• _ASSIGNED TASK_:
Could you copy, exactly as written, every line from the first line of the records through the one containing "point: distant treeline"?

• _RECORDS SHOWN_:
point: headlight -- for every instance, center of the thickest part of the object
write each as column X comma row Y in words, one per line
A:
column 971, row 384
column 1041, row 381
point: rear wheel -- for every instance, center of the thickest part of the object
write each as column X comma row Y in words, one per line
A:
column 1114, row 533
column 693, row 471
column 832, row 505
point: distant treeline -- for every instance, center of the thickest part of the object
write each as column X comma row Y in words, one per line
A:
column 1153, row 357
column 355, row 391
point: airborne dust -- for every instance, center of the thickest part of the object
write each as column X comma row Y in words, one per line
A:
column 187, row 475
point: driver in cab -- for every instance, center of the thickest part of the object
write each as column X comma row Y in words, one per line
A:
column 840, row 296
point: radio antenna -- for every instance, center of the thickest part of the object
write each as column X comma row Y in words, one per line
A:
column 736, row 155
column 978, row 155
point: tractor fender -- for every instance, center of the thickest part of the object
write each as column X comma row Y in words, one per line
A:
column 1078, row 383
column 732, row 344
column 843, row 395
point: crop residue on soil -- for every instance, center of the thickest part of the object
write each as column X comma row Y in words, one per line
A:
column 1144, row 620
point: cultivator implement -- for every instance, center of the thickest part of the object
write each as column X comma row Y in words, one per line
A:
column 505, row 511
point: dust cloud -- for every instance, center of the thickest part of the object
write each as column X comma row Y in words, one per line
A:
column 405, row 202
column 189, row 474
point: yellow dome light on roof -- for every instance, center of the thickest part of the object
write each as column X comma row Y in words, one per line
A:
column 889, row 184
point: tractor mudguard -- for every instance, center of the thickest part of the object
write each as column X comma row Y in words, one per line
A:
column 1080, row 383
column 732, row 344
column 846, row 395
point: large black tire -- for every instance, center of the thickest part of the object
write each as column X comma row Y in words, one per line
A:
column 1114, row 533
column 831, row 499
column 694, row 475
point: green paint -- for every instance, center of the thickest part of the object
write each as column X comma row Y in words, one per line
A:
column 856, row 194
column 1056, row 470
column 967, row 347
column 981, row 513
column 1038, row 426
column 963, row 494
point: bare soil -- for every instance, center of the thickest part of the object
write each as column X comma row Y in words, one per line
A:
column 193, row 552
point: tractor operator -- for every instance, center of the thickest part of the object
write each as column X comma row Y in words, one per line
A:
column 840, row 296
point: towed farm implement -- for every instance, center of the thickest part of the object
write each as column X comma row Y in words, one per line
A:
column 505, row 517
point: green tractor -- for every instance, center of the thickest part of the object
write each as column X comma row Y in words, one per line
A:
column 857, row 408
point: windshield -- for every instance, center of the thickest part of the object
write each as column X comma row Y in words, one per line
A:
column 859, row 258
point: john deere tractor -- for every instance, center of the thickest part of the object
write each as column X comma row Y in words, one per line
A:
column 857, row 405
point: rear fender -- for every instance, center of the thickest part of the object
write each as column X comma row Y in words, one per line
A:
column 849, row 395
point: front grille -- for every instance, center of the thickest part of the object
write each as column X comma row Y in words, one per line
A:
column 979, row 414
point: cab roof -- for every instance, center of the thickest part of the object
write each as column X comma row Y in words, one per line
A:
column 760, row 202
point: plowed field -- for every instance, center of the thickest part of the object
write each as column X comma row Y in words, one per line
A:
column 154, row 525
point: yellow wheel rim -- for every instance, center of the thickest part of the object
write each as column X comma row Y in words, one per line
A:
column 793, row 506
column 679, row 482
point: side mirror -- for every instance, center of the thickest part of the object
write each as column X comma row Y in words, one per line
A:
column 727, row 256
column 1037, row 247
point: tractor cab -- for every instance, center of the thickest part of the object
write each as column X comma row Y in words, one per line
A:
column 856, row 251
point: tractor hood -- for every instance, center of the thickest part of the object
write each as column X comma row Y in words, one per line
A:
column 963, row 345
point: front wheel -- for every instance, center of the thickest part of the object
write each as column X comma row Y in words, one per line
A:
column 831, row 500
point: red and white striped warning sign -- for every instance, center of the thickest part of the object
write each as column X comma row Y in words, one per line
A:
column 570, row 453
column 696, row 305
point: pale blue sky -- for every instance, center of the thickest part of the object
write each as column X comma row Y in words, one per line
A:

• _ANSWER FOR THE TASK_:
point: headlight -- for every instance, center of the thickest part of the object
write each as column X comma row Y in words, one per line
A:
column 971, row 384
column 1041, row 381
point: rear wheel -- for every instance, center of the thickest part of the object
write each as column X comma row Y in words, one per line
A:
column 1114, row 533
column 693, row 471
column 832, row 505
point: distant treeline -- for every instance, center of the thickest part of the object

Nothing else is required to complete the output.